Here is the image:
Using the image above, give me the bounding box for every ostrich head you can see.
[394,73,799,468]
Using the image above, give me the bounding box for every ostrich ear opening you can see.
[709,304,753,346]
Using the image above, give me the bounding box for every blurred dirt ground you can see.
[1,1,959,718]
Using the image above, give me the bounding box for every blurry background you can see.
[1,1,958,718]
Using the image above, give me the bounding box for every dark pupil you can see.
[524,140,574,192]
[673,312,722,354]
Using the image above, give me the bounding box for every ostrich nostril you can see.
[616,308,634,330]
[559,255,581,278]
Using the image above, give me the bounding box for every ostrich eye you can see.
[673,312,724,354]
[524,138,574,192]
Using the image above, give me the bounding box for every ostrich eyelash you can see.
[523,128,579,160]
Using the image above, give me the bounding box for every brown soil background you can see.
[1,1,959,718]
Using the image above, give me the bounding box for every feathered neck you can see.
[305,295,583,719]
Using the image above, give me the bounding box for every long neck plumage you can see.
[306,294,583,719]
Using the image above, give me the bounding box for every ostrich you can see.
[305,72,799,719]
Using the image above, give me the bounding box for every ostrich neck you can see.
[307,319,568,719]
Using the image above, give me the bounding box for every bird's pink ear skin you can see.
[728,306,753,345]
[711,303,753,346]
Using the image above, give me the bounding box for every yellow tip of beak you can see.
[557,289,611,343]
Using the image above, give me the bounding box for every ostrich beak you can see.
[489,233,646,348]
....
WHAT NEEDS TO BE DONE> All of the material above should be set down again, unaltered.

WRITTEN SOLUTION>
Here is the image:
Using the image above, give me the bounding box for every ostrich head you can see.
[394,73,799,468]
Using the image above, give me the bounding box for every ostrich ear opening you can see.
[709,304,753,346]
Using the image above, give me the bounding box for every blurred dirt ground you can see.
[1,1,959,718]
Using the image above, give me the bounding box for every blurry background you can see.
[1,1,958,718]
Using the image above, give me the bounding box for every dark pupil you can see.
[524,140,574,192]
[673,312,722,354]
Using the image above, give me the bounding box for every ostrich nostril you can see.
[616,308,634,330]
[559,255,581,278]
Using the image above, give me the bounding box for every ostrich eye you can see.
[673,312,724,354]
[524,138,574,192]
Using the image above, give me the bounding box for every ostrich eyelash you can see.
[523,128,579,160]
Using the image above, give me the bounding box for every brown soil background you can see.
[1,1,959,718]
Using the image above, give me the bounding box for every feathered neck you can see.
[305,295,583,719]
Using the image above, give me the bounding box for every long neck plumage you can see.
[306,294,583,719]
Using the image above, give me the bounding box for every ostrich you can see.
[305,72,799,719]
Using the image above, give me the bounding box for every ostrich neck you can see.
[307,319,568,719]
Using the image above, give me the bounding box for every bird's pink ear skin you can see.
[728,306,753,345]
[711,303,753,346]
Using the image above, give me the bounding box for every yellow tip of beak you can see.
[557,289,611,343]
Using the image above, give me the bounding box for every ostrich beak you can see.
[489,233,646,348]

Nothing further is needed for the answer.